What the task requires >> Copy out all lines in the rows below that contain the word "every", keeping them in their original order.

──────────────────────────────

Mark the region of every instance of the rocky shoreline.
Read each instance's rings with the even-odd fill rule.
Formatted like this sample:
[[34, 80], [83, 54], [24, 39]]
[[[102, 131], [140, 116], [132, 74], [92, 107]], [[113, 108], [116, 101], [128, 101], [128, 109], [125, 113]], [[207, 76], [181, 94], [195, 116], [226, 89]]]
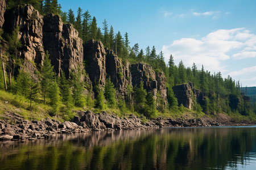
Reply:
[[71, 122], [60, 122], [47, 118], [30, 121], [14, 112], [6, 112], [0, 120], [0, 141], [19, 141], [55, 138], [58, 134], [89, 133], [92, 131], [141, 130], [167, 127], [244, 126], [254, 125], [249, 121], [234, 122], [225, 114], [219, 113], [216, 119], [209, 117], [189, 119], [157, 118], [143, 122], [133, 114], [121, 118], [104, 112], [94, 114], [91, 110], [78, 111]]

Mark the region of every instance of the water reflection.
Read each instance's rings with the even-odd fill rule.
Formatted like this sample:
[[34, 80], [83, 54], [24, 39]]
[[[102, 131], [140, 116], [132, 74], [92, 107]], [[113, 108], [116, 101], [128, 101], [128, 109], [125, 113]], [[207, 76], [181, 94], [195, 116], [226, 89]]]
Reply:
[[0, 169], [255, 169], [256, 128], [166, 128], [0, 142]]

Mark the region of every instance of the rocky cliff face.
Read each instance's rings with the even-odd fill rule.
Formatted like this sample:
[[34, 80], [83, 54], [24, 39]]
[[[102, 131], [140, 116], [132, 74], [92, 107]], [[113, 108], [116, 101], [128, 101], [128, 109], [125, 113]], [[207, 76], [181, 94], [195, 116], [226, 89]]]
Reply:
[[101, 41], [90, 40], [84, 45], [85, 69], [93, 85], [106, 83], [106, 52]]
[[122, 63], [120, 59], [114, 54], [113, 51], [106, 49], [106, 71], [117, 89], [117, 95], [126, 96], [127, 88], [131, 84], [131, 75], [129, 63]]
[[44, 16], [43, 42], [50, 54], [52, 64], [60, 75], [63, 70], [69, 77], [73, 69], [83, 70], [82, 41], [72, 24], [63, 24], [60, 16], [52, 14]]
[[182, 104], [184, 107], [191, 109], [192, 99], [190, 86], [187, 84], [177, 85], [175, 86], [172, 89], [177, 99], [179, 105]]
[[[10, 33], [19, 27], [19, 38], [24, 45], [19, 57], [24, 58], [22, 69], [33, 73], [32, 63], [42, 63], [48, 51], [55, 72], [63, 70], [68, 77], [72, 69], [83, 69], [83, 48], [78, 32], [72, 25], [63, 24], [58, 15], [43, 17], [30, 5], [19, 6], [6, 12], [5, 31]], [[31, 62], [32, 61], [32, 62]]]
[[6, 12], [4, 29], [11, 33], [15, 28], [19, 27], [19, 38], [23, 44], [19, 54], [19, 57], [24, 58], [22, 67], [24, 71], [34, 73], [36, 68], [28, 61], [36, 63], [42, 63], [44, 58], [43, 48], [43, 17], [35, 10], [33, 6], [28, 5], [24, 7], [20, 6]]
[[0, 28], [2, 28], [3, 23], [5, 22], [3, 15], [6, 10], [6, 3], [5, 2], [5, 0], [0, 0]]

──────────────────────────────

Output for this exercise >>
Mark the region of every instance of the rocky shoreline.
Mark the region of every instance of the water reflection.
Mark the region of every instance of the rocky cliff face.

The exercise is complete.